• **EXCERPT**:
The Good Guys is an American situation comedy that aired on CBS from September 25, 1968, to January 23, 1970. Forty-two color episodes were filmed. The program was produced by Talent Associates.

Although some episodes, including the pilot, have been posted online in colour and black and white, the full series has never been released on home media or rebroadcast in decades, and a majority of the show remains unseen.

Synopsis

The main characters are Rufus Butterworth (Bob Denver), the driver of a customized 1924 Lincoln turned taxi, and his childhood friend Bert Gramus, played by Herb Edelman, owner of a local diner and neighborhood hangout called "Bert's Place", which Butterworth advertised on the taxi's fender-mount spare tire covers. Plots usually revolved around "get rich quick" schemes that invariably backfired.  In the second season (1969–1970), Rufus gave up driving the cab and became a partner with Bert in the diner, which moved to a beach location. Other characters included Bert's schoolteacher wife, Claudia (Joyce Van Patten), and diner regulars Mr. Bender, Hal Dawson, and truck driver Big Tom (played by Denver's Gilligan's Island co-star Alan Hale Jr.).

• **RECORDS SHOWN**:
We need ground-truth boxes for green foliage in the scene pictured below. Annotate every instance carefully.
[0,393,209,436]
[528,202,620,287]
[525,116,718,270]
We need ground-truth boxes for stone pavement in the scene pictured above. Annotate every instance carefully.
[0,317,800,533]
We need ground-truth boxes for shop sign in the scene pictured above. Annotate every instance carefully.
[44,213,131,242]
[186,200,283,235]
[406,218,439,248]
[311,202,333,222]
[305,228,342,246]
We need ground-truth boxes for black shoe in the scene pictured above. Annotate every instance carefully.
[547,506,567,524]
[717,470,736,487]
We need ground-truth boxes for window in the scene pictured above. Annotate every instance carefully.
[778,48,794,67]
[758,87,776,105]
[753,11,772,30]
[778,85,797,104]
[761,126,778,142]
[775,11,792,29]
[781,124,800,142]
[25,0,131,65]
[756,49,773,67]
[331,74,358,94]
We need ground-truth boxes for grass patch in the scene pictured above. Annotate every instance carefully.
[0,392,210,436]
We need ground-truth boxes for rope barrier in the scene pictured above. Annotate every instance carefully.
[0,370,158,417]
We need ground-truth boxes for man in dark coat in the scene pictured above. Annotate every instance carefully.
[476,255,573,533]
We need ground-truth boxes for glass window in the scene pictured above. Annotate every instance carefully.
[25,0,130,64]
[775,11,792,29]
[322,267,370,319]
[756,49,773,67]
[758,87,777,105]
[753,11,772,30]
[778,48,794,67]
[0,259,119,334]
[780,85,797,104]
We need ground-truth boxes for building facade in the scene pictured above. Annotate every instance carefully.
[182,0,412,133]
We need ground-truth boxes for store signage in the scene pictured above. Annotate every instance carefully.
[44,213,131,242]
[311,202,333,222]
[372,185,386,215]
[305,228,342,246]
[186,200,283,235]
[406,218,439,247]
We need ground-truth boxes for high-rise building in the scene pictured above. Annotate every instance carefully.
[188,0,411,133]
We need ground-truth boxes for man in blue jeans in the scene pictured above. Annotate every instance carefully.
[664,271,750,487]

• **TASK INSTRUCTIONS**:
A – According to the sitcom text, what business does Bert Gramus own?
B – Extract every line of the records that contains the string "window", treating uppercase and lowercase as different.
The records have no connection to the sitcom text.

• **FINAL RESULTS**:
A – A local diner and neighborhood hangout called "Bert's Place".

B –
We need ground-truth boxes for window in the scene pictured above. Annotate every instance carefully.
We need ground-truth boxes for glass window in the scene pictured above. Annotate every instance carefully.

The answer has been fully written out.